» Extract provided
MaterialDistrict

Elytra Filament Pavilion Features New Robot-Fabricated Building Material

This week, the robot-fabricated Elytra Filament Pavilion opened at the Victoria & Albert museum in London. It’s unusual structure is made from a super strong and lightweight new filament made up of glass and carbon that mimics elytra, the hard shell that protects the wings of a beetle.

To create the structure, this new filament is stitched together by two Kuka robots into hexagon shaped cells. The robots wind the resin-saturated glass carbon and fibres around a steel framework. As they work, the robots are sent real-time data from sensors that monitor the stress and structural loads the structure is under at that particular moment. From this data, the robots determine the geometry of that particular hexagonal cell. As the stresses and loads change at every point throughout the structure, no two hexagons are the same.

After the fibres harden, the steel framework is 
removed, leaving just the fibre. The resulting structure is extremely lightweight as the roughly 200 square meter pavilion weights around 2.5 tons, the same weight as 2 square meters of brick wall.

This incredible project is the work of architects Achim Menges and Moritz Dörstelmann, as well as structural engineer Jan Knippers and climate engineer Thomas Auer. They hope to continue their work and research into elytra with the aim of sparking more self-monitoring, robotically fabricated architecture structures.

The pavilion will be on show at the V&A for the next six months (until November 6, 2016) with the robots making several special appearances to show the public how they work!

» Source data
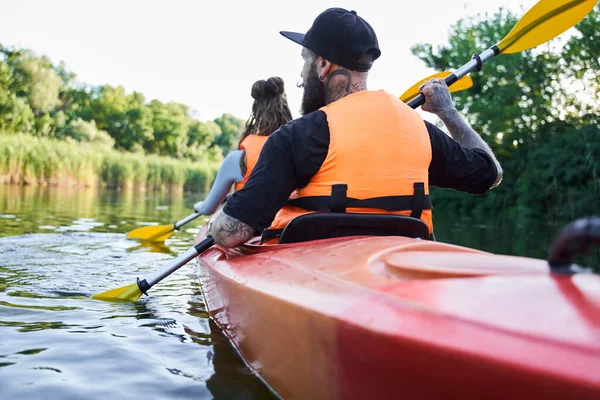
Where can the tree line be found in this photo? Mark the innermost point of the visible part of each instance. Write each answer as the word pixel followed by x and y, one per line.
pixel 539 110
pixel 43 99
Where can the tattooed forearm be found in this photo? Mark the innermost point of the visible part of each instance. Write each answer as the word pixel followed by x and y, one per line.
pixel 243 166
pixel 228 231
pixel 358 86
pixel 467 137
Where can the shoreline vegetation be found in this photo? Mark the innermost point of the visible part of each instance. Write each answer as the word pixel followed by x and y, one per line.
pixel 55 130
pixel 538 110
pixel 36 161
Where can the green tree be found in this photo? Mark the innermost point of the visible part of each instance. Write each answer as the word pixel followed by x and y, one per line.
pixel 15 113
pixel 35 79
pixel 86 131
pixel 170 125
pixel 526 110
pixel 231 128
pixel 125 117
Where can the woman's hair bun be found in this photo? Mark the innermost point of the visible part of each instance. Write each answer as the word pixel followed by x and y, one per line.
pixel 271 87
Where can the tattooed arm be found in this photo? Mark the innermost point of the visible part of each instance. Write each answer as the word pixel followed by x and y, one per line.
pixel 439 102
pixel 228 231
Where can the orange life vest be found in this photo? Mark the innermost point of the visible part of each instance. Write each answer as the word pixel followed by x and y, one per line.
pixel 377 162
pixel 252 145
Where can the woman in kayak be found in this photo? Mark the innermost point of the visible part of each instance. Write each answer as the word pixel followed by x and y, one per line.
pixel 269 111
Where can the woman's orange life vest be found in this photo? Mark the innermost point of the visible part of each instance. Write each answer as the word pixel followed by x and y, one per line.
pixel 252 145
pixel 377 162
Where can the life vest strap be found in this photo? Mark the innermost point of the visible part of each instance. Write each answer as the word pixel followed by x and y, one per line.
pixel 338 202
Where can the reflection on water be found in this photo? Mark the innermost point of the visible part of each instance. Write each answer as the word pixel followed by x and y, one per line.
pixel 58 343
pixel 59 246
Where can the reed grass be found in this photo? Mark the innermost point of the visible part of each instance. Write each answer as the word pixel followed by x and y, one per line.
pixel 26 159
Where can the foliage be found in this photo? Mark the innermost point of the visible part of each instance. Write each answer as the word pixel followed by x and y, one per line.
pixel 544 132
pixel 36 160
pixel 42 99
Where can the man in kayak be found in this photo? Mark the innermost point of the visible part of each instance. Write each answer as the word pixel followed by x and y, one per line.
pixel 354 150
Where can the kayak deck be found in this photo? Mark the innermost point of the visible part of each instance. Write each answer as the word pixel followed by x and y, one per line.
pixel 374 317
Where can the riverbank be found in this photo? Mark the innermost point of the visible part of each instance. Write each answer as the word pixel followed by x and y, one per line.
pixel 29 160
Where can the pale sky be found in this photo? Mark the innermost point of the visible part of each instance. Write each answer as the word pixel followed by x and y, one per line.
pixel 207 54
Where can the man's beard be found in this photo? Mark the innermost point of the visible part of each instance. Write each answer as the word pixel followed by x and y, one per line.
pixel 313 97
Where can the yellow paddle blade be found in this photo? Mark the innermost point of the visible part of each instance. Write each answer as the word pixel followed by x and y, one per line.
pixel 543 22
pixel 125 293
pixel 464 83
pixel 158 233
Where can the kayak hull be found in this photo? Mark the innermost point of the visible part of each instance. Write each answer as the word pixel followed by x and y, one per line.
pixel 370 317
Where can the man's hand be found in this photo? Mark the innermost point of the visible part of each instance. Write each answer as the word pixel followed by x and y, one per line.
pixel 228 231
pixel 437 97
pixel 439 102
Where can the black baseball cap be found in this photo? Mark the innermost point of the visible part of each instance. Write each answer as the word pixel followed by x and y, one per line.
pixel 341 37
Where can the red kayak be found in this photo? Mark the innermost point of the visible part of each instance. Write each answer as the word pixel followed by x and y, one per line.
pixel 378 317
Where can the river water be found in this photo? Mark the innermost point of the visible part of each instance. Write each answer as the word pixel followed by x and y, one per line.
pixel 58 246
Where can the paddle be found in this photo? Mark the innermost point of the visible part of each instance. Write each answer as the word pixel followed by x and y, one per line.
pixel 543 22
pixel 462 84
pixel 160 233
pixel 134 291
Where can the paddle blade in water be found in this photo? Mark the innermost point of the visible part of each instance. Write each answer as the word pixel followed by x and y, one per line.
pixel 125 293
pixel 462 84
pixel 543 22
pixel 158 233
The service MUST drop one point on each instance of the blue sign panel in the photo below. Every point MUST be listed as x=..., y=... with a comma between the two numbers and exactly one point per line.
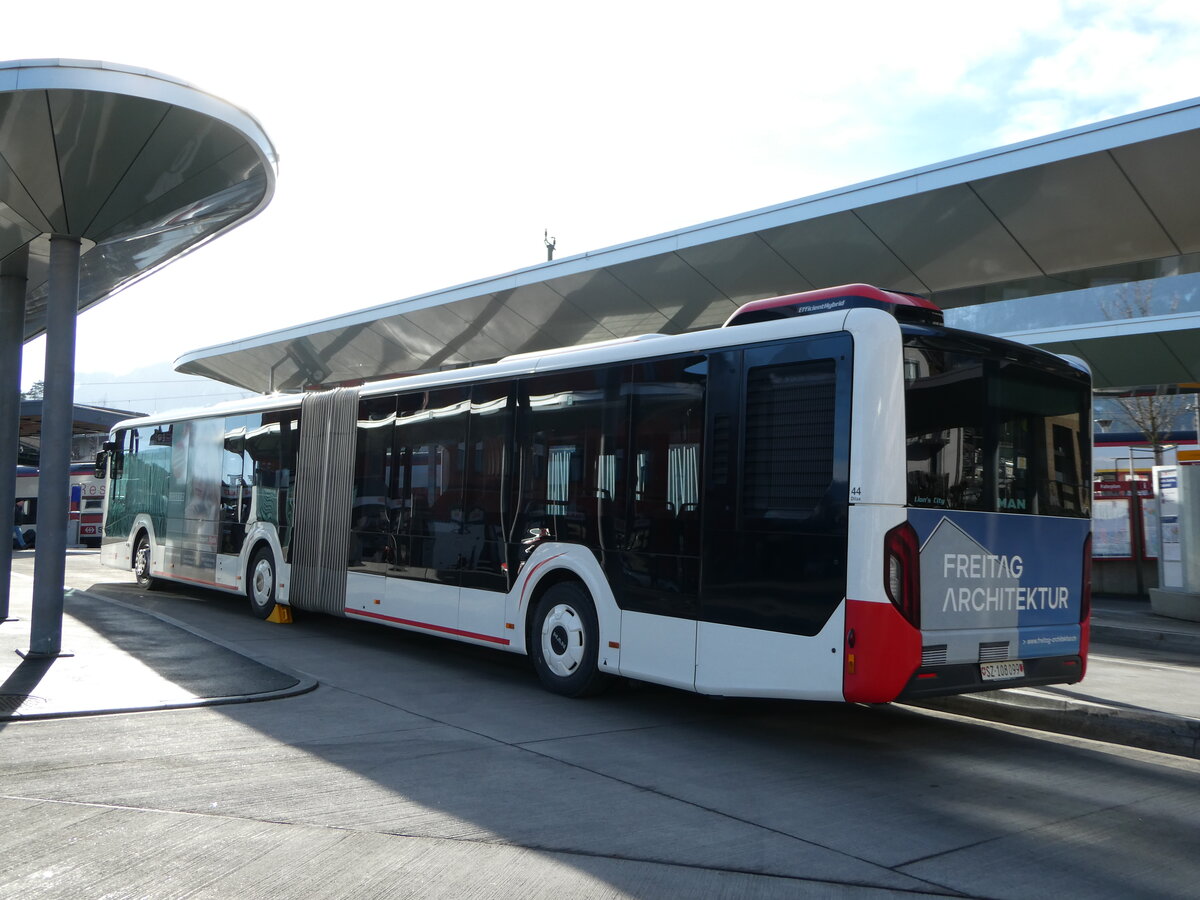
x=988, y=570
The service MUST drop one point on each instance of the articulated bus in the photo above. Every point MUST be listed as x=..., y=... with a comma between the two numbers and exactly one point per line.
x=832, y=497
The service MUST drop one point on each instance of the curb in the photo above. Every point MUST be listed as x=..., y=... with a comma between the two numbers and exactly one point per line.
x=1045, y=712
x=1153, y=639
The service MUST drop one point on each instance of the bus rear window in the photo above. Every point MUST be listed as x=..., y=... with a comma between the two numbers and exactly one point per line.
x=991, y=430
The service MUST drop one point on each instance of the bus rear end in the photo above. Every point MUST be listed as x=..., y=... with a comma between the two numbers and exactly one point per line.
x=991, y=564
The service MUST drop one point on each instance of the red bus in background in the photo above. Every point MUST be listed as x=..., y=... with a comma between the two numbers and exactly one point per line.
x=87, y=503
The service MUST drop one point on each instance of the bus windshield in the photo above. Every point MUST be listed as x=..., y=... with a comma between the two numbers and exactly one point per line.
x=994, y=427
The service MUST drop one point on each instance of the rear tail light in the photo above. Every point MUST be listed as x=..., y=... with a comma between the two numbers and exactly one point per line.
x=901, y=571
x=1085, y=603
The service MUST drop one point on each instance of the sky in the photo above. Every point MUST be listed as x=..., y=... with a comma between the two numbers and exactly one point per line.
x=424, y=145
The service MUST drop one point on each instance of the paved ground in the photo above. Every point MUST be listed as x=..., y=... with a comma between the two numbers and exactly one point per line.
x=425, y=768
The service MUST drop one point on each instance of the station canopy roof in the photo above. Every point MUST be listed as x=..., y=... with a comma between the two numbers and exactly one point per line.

» What the task asks
Using the pavilion article, mark each statement yes or no, and back each answer with the deciding words quoted from the text. 1. Two Kuka robots make the structure. 2. All the hexagonal cells have the same shape. 3. The pavilion weighs about as much as 2 square meters of brick wall.

» Your solution
1. Yes: "this new filament is stitched together by two Kuka robots into hexagon shaped cells"
2. No: "no two hexagons are the same"
3. Yes: "the same weight as 2 square meters of brick wall"